### DATA FOR PROCESSING
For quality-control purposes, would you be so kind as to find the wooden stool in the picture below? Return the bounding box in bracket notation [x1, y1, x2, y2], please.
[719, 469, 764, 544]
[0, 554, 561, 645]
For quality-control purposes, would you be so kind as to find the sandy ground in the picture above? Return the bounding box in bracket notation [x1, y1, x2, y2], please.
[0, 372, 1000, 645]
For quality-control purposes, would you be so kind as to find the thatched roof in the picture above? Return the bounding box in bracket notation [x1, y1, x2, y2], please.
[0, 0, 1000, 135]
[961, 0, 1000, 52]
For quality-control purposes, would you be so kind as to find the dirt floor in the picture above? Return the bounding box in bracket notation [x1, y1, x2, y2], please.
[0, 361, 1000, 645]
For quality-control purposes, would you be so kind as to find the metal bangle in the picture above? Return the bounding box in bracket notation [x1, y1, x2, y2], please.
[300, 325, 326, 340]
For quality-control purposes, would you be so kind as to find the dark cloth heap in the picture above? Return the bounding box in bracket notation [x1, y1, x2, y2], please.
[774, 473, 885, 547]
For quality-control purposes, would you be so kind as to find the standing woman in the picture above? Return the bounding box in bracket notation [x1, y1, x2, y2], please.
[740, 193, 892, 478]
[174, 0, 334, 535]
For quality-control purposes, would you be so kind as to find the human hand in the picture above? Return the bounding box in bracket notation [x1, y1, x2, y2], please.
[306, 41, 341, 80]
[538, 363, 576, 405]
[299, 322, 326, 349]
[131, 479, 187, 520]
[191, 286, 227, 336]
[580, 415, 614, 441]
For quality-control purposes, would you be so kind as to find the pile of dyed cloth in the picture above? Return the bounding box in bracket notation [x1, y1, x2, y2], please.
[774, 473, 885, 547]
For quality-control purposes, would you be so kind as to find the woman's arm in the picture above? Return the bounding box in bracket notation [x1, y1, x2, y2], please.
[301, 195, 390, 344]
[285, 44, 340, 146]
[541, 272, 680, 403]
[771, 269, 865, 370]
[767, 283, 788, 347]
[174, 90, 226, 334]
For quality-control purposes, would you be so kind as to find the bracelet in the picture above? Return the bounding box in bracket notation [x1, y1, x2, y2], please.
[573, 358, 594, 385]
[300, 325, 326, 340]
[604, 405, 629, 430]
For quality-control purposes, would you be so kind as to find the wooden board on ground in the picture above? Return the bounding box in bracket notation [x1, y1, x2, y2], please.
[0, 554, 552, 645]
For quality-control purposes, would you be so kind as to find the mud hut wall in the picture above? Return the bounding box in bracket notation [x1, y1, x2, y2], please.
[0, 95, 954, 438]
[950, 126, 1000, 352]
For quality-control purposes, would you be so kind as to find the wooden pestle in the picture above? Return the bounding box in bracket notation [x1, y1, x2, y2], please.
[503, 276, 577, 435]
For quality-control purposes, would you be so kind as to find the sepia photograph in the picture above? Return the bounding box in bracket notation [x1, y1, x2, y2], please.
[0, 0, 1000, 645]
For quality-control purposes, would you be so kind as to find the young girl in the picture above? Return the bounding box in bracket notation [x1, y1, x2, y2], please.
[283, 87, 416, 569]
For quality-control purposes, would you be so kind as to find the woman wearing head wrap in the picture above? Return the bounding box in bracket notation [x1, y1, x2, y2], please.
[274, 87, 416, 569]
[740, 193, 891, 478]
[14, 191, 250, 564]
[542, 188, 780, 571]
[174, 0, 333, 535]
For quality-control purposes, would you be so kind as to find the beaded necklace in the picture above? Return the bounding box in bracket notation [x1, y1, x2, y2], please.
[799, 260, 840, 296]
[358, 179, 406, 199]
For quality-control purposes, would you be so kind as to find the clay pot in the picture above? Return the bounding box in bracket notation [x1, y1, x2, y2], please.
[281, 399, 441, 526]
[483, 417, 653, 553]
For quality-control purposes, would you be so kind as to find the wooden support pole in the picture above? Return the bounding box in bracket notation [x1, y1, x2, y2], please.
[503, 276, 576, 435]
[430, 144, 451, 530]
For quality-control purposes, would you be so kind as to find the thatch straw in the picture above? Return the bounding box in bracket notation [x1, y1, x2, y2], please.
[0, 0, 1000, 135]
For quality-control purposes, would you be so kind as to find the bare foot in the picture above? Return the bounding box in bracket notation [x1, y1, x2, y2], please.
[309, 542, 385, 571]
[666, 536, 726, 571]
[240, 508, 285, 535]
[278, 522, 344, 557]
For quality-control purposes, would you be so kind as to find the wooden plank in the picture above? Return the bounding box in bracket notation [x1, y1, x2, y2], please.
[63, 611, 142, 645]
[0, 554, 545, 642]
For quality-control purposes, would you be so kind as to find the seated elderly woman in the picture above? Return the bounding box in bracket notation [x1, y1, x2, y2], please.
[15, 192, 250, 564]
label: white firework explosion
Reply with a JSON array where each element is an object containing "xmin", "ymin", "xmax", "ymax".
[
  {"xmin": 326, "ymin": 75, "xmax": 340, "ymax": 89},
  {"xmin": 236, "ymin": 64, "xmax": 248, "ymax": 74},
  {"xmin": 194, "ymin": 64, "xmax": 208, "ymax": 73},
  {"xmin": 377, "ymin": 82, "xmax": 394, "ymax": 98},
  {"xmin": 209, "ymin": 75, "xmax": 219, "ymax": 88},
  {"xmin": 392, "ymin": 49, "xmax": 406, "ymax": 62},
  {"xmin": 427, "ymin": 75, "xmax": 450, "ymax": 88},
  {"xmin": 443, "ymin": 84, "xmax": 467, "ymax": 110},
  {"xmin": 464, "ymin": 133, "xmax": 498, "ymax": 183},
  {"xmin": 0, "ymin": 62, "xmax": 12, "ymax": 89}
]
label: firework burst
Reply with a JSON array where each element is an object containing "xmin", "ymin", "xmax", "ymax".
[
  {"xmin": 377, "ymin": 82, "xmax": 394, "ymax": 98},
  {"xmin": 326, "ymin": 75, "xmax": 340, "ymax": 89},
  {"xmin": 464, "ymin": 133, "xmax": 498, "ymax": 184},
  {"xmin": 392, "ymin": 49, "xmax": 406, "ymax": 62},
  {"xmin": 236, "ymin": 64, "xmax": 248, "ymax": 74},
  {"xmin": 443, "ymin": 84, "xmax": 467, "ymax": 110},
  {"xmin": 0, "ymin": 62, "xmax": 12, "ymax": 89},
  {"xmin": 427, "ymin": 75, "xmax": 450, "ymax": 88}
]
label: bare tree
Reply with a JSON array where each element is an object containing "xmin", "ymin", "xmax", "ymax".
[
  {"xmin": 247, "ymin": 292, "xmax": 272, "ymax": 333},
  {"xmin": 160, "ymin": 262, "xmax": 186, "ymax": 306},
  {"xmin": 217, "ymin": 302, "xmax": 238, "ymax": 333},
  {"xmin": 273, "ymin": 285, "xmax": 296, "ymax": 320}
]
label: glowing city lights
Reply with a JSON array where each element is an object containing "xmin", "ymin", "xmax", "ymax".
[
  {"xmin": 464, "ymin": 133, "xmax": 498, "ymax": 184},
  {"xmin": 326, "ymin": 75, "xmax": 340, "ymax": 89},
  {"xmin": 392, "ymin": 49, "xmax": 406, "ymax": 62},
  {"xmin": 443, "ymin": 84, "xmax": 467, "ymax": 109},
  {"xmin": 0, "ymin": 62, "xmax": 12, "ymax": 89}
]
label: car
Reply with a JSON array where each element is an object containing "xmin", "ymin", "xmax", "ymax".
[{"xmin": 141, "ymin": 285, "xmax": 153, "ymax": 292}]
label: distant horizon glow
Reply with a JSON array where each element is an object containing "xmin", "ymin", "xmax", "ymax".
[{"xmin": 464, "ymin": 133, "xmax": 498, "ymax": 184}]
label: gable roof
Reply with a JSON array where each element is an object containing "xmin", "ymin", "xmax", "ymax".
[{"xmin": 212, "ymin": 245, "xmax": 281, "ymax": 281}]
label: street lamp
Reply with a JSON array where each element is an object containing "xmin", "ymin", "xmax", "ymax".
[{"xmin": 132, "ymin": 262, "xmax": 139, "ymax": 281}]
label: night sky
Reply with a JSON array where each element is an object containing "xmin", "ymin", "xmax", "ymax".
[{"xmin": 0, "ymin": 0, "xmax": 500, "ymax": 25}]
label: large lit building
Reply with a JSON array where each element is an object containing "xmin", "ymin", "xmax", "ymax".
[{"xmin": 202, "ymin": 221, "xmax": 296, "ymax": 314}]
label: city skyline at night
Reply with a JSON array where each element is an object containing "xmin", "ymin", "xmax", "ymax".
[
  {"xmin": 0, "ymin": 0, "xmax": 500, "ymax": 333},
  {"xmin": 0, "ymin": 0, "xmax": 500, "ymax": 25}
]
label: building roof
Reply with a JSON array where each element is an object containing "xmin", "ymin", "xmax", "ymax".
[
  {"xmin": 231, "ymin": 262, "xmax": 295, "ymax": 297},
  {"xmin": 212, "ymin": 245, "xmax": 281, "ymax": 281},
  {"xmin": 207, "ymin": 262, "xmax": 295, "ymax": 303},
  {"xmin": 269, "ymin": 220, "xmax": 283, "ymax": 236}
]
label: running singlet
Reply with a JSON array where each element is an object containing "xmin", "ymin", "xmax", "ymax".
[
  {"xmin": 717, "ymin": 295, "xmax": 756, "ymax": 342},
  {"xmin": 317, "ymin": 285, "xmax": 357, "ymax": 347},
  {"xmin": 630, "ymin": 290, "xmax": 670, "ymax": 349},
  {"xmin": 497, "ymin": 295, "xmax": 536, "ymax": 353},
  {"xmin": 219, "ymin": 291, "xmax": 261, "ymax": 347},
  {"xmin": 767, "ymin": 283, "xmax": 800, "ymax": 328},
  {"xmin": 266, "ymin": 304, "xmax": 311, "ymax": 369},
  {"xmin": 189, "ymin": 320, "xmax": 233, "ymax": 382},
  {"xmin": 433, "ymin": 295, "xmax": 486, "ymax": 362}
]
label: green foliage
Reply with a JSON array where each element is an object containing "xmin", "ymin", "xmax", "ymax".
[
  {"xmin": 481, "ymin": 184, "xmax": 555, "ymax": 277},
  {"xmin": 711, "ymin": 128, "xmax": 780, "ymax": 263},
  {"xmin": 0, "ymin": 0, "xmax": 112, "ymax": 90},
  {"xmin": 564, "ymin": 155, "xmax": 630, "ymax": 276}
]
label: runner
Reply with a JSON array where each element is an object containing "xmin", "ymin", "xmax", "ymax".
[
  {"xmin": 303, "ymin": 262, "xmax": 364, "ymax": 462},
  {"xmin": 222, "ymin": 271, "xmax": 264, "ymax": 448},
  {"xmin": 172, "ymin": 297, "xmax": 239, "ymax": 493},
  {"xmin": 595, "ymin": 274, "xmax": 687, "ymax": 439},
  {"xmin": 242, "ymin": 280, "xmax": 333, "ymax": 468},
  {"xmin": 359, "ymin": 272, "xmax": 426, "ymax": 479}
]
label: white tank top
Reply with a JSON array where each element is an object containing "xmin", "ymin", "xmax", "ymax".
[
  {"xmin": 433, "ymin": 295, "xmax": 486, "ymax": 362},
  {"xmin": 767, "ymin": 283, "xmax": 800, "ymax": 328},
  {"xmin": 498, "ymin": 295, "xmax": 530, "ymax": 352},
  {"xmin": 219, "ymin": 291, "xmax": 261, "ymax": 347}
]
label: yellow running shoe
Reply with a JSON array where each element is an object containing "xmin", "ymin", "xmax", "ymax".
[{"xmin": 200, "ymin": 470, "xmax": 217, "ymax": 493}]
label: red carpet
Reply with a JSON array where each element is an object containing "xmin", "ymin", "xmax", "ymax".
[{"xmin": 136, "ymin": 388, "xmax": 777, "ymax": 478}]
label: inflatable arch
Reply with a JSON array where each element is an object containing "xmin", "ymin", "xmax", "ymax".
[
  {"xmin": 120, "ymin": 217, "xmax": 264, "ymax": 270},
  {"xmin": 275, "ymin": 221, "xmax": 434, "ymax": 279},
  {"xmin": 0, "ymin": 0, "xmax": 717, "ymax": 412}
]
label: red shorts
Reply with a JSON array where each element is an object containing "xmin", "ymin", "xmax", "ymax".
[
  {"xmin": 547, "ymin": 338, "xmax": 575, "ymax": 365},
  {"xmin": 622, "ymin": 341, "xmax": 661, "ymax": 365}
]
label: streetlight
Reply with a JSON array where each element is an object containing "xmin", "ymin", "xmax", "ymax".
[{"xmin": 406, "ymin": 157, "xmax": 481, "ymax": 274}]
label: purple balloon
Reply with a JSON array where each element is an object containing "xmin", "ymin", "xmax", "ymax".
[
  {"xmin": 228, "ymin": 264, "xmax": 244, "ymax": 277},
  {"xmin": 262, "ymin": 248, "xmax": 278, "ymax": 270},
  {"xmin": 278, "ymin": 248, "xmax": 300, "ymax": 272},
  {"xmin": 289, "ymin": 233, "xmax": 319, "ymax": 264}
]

### TASK INSTRUCTIONS
Please repeat the lines of the listing above, from the line that contains "find the dark" through the line that contains "[174, 0, 334, 535]", both included.

### RESPONSE TO THIS EXERCISE
For quality-control purposes, would you be so kind as to find the dark cloth heap in the picture above? Return the bounding box in bracket notation [x1, y1, x2, y2], please.
[774, 473, 885, 547]
For quality-control purposes, would you be so kind as to find the standing woman in the picture above? Return the bounding box in bracket notation [x1, y1, x2, y2], please.
[740, 193, 892, 478]
[174, 0, 334, 535]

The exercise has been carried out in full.